***** DATA LISTING
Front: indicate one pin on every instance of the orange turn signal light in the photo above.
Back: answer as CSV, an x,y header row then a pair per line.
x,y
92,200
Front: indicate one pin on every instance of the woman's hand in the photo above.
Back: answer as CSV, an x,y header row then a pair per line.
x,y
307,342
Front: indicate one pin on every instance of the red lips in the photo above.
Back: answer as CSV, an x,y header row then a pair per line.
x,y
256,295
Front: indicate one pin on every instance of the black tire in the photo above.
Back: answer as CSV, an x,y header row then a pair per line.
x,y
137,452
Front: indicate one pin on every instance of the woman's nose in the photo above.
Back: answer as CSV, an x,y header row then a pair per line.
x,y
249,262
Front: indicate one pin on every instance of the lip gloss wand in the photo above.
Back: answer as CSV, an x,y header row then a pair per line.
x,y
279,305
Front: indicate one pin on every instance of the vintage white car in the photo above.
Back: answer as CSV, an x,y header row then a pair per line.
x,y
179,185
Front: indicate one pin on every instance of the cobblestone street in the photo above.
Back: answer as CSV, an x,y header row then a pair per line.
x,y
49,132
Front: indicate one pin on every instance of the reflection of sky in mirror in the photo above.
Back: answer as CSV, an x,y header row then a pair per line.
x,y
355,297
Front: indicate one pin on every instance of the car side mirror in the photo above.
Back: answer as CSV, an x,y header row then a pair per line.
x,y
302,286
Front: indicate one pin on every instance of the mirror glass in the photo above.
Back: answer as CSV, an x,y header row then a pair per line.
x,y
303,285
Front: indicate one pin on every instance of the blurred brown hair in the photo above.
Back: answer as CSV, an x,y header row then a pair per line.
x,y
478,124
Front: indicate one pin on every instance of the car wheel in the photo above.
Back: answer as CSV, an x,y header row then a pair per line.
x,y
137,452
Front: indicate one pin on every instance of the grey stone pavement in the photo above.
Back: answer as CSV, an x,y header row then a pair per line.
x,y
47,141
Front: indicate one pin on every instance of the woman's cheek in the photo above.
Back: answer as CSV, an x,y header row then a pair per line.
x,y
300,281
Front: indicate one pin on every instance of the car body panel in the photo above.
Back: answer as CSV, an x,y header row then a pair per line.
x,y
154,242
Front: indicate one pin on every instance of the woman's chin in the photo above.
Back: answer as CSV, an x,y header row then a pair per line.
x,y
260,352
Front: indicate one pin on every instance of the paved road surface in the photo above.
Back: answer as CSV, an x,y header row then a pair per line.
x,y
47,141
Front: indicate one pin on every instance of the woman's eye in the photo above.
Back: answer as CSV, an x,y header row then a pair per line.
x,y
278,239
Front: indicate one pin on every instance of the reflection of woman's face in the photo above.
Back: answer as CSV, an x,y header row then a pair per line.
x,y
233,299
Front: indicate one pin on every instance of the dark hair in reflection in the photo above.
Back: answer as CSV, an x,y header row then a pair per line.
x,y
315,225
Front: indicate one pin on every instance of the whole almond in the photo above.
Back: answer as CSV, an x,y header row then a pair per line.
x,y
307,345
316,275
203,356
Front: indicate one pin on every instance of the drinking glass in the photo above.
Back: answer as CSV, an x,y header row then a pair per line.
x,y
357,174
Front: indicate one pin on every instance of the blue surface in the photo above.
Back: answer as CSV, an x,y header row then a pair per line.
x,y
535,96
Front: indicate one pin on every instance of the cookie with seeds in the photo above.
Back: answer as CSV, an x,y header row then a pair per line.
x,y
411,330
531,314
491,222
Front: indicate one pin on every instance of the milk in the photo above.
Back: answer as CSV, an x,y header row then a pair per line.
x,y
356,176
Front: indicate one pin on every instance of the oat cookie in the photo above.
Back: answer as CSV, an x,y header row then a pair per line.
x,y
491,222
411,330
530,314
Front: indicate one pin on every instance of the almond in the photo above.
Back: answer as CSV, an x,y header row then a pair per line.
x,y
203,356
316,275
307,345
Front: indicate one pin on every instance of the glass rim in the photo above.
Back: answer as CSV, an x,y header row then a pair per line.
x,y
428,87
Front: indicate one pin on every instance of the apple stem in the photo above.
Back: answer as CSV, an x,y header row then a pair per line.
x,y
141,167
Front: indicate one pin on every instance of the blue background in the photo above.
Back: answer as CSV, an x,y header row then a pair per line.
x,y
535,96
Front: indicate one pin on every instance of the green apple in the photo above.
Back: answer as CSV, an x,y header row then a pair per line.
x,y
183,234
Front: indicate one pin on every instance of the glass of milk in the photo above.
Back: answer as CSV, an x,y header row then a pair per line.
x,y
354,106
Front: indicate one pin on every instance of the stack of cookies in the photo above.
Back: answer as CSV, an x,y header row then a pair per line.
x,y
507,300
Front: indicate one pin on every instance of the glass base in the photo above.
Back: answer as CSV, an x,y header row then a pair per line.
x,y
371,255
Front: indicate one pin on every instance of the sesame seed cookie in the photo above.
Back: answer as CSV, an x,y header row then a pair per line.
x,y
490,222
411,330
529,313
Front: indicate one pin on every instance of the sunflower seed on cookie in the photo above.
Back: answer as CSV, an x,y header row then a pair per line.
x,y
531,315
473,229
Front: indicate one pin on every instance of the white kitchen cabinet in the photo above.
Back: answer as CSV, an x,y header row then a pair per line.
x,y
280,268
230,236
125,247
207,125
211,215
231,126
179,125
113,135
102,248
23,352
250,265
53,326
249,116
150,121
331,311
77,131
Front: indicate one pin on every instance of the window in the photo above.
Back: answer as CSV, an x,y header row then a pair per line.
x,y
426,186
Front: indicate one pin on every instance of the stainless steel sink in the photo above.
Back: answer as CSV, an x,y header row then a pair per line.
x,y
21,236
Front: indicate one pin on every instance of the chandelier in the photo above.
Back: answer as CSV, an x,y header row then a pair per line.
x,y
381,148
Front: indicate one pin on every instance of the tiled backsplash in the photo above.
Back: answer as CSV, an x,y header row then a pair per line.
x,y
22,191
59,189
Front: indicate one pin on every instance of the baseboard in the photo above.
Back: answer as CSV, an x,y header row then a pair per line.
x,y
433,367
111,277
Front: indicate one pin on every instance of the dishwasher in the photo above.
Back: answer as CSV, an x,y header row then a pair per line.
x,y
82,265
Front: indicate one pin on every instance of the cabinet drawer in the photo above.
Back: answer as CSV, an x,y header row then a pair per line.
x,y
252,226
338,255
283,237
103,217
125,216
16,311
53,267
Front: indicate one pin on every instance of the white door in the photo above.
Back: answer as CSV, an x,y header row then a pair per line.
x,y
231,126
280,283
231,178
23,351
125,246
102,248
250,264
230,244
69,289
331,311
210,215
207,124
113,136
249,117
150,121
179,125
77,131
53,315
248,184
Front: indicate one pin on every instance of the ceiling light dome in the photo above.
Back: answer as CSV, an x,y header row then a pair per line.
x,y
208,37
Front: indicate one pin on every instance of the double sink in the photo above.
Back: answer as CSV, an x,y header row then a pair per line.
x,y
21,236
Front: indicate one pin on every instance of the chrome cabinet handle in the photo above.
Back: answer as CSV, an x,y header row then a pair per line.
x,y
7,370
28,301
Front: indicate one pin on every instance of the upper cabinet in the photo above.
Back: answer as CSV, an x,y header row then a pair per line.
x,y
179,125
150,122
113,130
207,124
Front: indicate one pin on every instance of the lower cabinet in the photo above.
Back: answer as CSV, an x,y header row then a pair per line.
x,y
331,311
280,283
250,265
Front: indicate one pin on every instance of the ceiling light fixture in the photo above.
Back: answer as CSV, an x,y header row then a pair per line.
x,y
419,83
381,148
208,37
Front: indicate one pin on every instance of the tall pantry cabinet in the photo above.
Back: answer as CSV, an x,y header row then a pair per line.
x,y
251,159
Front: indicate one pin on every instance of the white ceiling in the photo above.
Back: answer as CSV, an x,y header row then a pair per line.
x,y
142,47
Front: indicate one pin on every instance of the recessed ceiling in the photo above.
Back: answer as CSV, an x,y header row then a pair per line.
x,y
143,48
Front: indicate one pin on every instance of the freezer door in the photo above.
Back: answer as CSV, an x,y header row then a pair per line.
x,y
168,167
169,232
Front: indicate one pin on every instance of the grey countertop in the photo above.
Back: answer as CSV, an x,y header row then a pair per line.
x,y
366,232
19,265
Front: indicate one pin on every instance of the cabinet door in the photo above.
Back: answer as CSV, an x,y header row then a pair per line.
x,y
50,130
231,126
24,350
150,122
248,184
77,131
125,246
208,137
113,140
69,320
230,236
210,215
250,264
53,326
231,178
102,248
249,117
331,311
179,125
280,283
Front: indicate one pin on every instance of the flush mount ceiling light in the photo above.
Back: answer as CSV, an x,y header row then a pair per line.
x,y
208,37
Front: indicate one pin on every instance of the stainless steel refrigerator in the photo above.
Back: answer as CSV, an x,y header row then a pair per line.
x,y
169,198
**********
WORK TO COMPLETE
In the listing above, find each line with the word "hair" and copy it.

RESULT OF THE EXERCISE
Front: indicate one pin on every instance of the blurred brown hair in the photo above.
Front: indicate one pin on every instance of the dark hair in reflection in the photo above.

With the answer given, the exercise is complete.